Exercise goal.
Set the following entries down again exactly, line by line.

Entries provided.
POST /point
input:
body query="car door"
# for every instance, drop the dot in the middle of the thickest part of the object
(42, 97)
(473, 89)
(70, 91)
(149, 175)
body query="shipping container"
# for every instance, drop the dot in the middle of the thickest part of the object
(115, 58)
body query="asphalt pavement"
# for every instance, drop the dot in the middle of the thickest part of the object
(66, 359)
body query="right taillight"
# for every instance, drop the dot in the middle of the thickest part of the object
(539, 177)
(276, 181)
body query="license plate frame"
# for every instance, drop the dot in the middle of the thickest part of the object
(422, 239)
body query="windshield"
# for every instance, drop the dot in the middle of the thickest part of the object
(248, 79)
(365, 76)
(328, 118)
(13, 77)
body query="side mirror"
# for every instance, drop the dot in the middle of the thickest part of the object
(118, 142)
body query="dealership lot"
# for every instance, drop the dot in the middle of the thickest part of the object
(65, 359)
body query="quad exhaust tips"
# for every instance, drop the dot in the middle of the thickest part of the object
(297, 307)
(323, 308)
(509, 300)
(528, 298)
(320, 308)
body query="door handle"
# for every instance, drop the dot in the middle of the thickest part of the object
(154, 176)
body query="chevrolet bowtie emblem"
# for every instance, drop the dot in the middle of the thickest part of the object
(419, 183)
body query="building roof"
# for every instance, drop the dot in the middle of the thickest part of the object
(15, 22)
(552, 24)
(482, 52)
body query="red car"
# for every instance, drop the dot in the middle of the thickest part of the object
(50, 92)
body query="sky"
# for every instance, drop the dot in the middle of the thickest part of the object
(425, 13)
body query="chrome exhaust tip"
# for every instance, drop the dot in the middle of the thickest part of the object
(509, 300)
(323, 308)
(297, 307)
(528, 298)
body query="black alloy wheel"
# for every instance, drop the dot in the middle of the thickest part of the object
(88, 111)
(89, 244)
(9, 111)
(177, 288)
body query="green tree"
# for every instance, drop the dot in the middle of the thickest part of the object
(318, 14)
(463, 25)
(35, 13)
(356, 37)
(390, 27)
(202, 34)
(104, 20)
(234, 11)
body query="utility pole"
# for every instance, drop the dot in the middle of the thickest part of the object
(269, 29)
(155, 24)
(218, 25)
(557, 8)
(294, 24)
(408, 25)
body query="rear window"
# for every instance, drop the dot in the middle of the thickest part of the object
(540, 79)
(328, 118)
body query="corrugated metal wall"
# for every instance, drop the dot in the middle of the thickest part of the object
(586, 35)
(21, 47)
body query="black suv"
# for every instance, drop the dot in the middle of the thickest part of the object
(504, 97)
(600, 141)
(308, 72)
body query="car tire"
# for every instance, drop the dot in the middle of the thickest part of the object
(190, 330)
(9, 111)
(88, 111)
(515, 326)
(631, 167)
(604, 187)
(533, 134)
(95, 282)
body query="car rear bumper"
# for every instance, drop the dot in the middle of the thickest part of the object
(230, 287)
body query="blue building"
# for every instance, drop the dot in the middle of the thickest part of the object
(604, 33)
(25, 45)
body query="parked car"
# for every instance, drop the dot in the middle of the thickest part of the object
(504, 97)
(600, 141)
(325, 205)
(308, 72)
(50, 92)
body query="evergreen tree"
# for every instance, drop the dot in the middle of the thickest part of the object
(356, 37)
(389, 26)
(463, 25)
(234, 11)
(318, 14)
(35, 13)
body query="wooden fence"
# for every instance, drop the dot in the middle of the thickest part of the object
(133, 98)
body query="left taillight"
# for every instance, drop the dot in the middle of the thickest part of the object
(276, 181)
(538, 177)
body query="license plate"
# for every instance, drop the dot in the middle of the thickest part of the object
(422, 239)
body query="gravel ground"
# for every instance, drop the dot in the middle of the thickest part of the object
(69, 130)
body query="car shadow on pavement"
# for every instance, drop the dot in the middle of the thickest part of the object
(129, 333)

Response below.
POST /point
input:
body query="car door"
# for every instance, drop the dot in the middle of the thickest part of the object
(42, 97)
(473, 89)
(70, 91)
(149, 175)
body query="shipping container"
# for every instance, drop the dot in the middle of the thickest part of the object
(115, 58)
body query="asphalt pavement"
# for every instance, drop the dot in the middle of the thickest part of the object
(66, 359)
body query="right taillight"
# for every instance, drop the dot in the middle of the thickest part of the object
(539, 177)
(276, 181)
body query="license plate frame"
# for every instance, drop the dot in the middle of the thickest part of the object
(422, 239)
body query="windshield"
# for every instance, drop the dot in the middle of the thickest part of the object
(248, 79)
(365, 76)
(328, 118)
(13, 77)
body query="side mirror"
# for every instance, drop the dot in the middle of the thickest part of the object
(118, 142)
body query="dealership lot"
# for every instance, drop the dot in the middle of the thickest part of the object
(65, 359)
body query="quad exhaust tips"
# for every instance, drop the dot in the middle of the thickest part of the object
(297, 307)
(323, 308)
(509, 300)
(528, 298)
(320, 308)
body query="door handle"
# for every instance, drop the dot in the middle of the thickest part of the object
(154, 176)
body query="chevrolet bowtie emblem"
# for every instance, drop the dot in the middle of the thickest part of the object
(419, 183)
body query="building roof"
# for every instance, drop the dot in the middle of the thickest part of the object
(15, 22)
(552, 24)
(482, 52)
body query="red car"
# for every instance, drop the dot in the middle of the thickest part of the object
(50, 92)
body query="sky"
# for every instance, drop the dot in the middle of the thickest part of the object
(425, 13)
body query="chrome exhaust tip"
# for every instance, drop the dot in the middle of the thickest part of the object
(509, 300)
(323, 308)
(297, 307)
(528, 298)
body query="black alloy wheel"
# for every instance, drop the dot in the middle of the thickest part of the object
(88, 111)
(89, 244)
(9, 111)
(177, 288)
body query="green tree"
# for every instance, drop the dot in the middle of the thickest part of the object
(318, 14)
(463, 25)
(35, 13)
(356, 37)
(390, 27)
(202, 34)
(104, 20)
(234, 11)
body query="utility pole"
# for every instance, drop the dot in the middle of the thickest part of the object
(269, 29)
(155, 24)
(218, 25)
(557, 8)
(294, 24)
(408, 25)
body query="rear window"
# for every instance, drop the dot in the middle of the thickest part of the object
(540, 79)
(328, 118)
body query="corrugated metal wall"
# for every instance, drop the dot in the middle of the thickest part of the object
(586, 35)
(21, 47)
body query="black suv"
# for every instance, drop the dot in the middle of the thickest part of the object
(504, 97)
(600, 141)
(308, 72)
body query="car tire"
# for every instance, drop the dot in the middle of the thickest part of the object
(190, 330)
(9, 111)
(88, 111)
(515, 326)
(631, 167)
(604, 187)
(533, 134)
(95, 282)
body query="car rear bumper"
# for every instance, drop the dot in the middle of the thickest part of the object
(230, 287)
body query="blue building"
# for every instance, drop the dot in the middle of the thickest part of the object
(604, 33)
(25, 45)
body query="parked car"
# for every instance, drop the dot in the middle of the thickest part of the object
(504, 97)
(600, 141)
(325, 205)
(308, 72)
(50, 92)
body query="evergreen tree"
# for every instance, drop the dot in the middle of the thickest part of the object
(356, 37)
(389, 26)
(463, 25)
(234, 11)
(318, 14)
(35, 13)
body query="wooden fence"
# for every instance, drop the dot in the middle of the thickest part of the object
(133, 98)
body query="left taillight"
# for every instance, drop the dot in the middle of the thickest part of the object
(276, 181)
(538, 177)
body query="license plate"
# for every instance, drop the dot in the middle of the thickest part of the object
(422, 239)
body query="gravel ground"
# for every instance, drop the dot in the middle of the thickest part of the object
(69, 130)
body query="car shadow on pavement"
# for every instance, drop the dot in the middle of the thickest part of the object
(129, 333)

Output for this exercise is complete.